* _Provided passage_:
::::

Why You Need to Learn to Say 'No' to Partners, Senior Associates
Young associates work a lot. They're asked to do this, they're asked to do that -- and they feel like they need to say "yes" to everything in order to continue earning the boss' favor (that's the law firm partners, in this case).
But good relationship management involves establishing early on what each party expects from the other. This means learning the fine art of saying "no." By letting the partners know early on in the relationship that you'll push back if you have a really good reason, you let them know that you're not a pushover and, while you'll gladly take on additional work if you can, you'll be assertive about when you can't anymore.
So in honor of National Boss' Day (October 16), here's a bit of advice on the fine art of learning to say "no" to a partner or senior associate:
Why Say 'No'?

::::

* _Challenge 1_:
Convert the listing below into a numbered list, leaving out blank lines and omitting the pictures.

* _Records for processing_:
::::

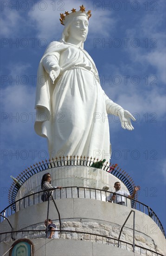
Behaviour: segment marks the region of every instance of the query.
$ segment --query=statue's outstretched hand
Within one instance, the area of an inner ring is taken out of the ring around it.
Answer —
[[[131,124],[131,119],[133,121],[136,120],[128,110],[121,109],[119,110],[118,115],[119,116],[121,122],[121,127],[123,129],[128,129],[128,130],[134,130],[134,127]]]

::::

* _Challenge 2_:
Reproduce word for word the part of the article on saying no to partners that opens with the words containing "Why You Need" and closes with "Why Say 'No'?".

* _Final answer 1_:
1. Behaviour: segment marks the region of every instance of the query.
2. $ segment --query=statue's outstretched hand
3. Within one instance, the area of an inner ring is taken out of the ring around it.
4. Answer —
5. [[[131,124],[131,119],[133,121],[136,120],[128,110],[121,109],[119,110],[118,115],[119,116],[121,122],[121,127],[123,129],[128,129],[128,130],[134,130],[134,127]]]

* _Final answer 2_:
Why You Need to Learn to Say 'No' to Partners, Senior Associates
Young associates work a lot. They're asked to do this, they're asked to do that -- and they feel like they need to say "yes" to everything in order to continue earning the boss' favor (that's the law firm partners, in this case).
But good relationship management involves establishing early on what each party expects from the other. This means learning the fine art of saying "no." By letting the partners know early on in the relationship that you'll push back if you have a really good reason, you let them know that you're not a pushover and, while you'll gladly take on additional work if you can, you'll be assertive about when you can't anymore.
So in honor of National Boss' Day (October 16), here's a bit of advice on the fine art of learning to say "no" to a partner or senior associate:
Why Say 'No'?